Start of READING PASSAGE
Step 3: Find out if your doctor and other healthcare providers are in the health plan’s network.
Your doctor may not be part of every plan network in your community. To find out if your doctor is in a health plan’s network, call your doctor’s office and check the health plan’s provider directory. Before making your decision, you should check with your doctor’s office to make sure she has not left the network.

Step 4: Compare the cost of the plans.
Based on your healthcare needs, you will have to decide about monthly premiums and out-of-pocket expenses, such as deductibles, copayments and co-insurance. If you are buying your own insurance, you will pay the full amount of the premium. If you get health insurance from your employer, you will pay a percentage of the premium.

Most health plans have out-of-pocket expenses that can vary greatly. The annual deductible can range from several hundred dollars to very high amounts, such as $5,000 or more. Most HMOs and PPOs have copayments for doctor visits in the network, and PPOs often have co-insurance of 20% to 30% for out-of-network services.
End of READING PASSAGE
Start of DATA EXCERPTS
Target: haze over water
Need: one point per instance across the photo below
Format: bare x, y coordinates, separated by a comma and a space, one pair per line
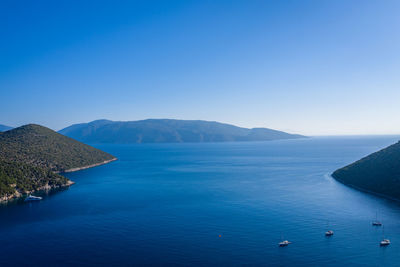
208, 204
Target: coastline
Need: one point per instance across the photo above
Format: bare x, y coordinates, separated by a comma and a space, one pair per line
366, 190
47, 187
88, 166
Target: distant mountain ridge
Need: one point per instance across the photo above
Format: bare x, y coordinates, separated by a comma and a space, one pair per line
168, 131
4, 128
377, 173
31, 157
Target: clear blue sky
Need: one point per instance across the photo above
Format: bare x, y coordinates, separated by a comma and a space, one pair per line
310, 67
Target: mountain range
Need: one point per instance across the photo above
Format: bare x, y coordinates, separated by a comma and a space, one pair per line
377, 173
4, 128
168, 131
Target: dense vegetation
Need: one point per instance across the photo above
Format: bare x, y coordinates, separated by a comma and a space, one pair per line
39, 146
168, 131
24, 178
378, 172
31, 156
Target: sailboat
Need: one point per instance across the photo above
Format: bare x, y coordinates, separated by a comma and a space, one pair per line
376, 222
328, 232
384, 242
284, 243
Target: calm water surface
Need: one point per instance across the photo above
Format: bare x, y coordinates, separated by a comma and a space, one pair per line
224, 204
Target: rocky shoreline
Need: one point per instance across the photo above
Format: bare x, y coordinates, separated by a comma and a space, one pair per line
47, 187
89, 166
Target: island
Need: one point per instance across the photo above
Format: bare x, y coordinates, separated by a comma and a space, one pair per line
377, 173
168, 131
33, 157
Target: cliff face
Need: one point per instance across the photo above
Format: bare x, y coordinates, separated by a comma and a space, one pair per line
32, 156
378, 173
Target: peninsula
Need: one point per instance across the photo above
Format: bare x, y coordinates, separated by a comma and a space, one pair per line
32, 158
168, 131
377, 173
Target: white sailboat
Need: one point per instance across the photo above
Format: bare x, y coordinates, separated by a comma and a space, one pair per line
376, 222
385, 241
284, 243
328, 232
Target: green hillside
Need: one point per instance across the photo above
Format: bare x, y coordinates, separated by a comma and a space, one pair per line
377, 173
32, 155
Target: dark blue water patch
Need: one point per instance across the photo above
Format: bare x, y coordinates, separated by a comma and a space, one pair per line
224, 204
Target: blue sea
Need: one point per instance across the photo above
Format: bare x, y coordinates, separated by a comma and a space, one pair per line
210, 204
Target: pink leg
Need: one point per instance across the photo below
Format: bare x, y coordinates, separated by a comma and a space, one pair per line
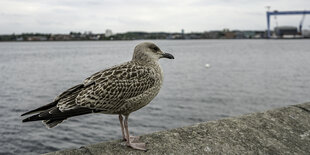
137, 146
122, 125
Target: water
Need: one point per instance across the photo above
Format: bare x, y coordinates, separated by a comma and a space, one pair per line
245, 76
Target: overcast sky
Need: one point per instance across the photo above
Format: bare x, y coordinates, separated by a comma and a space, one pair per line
63, 16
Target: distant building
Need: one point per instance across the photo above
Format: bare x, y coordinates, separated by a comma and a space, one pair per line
108, 33
280, 31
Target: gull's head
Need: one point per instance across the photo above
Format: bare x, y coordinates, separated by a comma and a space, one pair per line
149, 52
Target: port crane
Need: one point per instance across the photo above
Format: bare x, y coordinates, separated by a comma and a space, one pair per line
270, 13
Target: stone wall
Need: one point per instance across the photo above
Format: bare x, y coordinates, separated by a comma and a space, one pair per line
279, 131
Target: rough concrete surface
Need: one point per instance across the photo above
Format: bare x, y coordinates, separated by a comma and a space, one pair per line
279, 131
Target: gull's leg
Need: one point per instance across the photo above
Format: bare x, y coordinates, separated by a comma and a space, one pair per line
138, 146
122, 126
132, 138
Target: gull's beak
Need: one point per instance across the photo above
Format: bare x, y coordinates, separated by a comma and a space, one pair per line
168, 55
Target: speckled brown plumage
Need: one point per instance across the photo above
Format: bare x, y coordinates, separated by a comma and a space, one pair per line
121, 90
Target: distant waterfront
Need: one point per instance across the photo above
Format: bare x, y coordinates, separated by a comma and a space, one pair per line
72, 36
243, 76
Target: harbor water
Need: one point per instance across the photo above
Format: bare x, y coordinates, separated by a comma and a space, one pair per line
207, 80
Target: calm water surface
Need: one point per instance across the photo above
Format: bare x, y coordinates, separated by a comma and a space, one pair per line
245, 76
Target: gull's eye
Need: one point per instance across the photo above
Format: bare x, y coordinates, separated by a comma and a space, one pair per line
155, 48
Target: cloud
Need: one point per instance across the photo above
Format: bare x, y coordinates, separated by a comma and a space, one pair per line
63, 16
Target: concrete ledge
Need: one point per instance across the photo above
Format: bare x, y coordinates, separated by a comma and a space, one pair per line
279, 131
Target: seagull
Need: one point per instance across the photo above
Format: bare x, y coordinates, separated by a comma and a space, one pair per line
119, 90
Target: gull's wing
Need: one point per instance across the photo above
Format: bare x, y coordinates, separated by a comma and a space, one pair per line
112, 87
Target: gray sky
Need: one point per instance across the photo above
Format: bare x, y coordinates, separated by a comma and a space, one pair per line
63, 16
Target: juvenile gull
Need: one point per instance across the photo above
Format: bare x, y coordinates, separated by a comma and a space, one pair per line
121, 90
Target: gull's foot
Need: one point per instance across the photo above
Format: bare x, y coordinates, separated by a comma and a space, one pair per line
137, 146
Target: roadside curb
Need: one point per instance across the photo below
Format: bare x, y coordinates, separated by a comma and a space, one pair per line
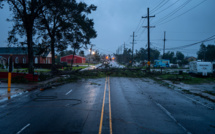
End of DATA EXCERPTS
= TASKS TO COMPLETE =
- 1) Summarize the text on choosing a health plan in two sentences.
- 2) Go on with the text on choosing a health plan, starting after its last sentence.
The entries were taken from a different source than the text on choosing a health plan.

= RESULTS FOR EACH TASK =
- 1) To learn whether your doctor is in a health plan's network, call the doctor's office and check the plan's provider directory, and before deciding, confirm with the office that the doctor has not left the network. Comparing plan costs means weighing monthly premiums against out-of-pocket expenses such as deductibles, copayments and co-insurance, which can vary greatly between plans.

- 2)
Usually, if you choose a plan with a high annual deductible, your monthly premiums will be lower. And, if you choose a plan with a low annual deductible, your monthly premiums will be higher. If you are young, healthy, take no prescription medications, and use few healthcare services, you may want to select a plan with a high deductible and low monthly premiums. However, if you or a family member has a chronic illness that requires medication and frequent doctor visits, you may want to choose a plan with a low annual deductible and a higher monthly premium.

For example: Arthur R. is a 34 year and self-employed. He is in excellent health and does not take any medications. His wife also is healthy and has few healthcare needs. The couple wants to join a PPO that will allow them to see a doctor out-of-network. All of the PPO choices in their community have a $20 copayment for doctor visits and a 25% co-insurance for out-of-network services. A plan with no deductible has a monthly premium of $1007 and a plan with a deductible of $2500 has a monthly premium of $634.

The premiums for the plan with no deductible will cost the couple $12,084 for the year, but except for copayments, all their healthcare costs will be covered. The premiums for the high deductable health plan will cost them $7,608 for the year, but they will be responsible for all their health expenses up to $2,500. Since they are healthy and only anticipate 4-5 doctor visits in the coming year (which would cost them about $100-$200 out of pocket), it makes sense for them to select the high deductible option.

Step 5: Compare the quality of the plans.
There are resources to help you determine how well a health plan performs. It’s important for you to know about such things as complaints, customer service, access to the providers you want to see, and the quality of the care provided by the plan’s healthcare professionals.

Your state insurance department, Medicare, and the National Committee for Quality Assurance (NCQA) are good resources.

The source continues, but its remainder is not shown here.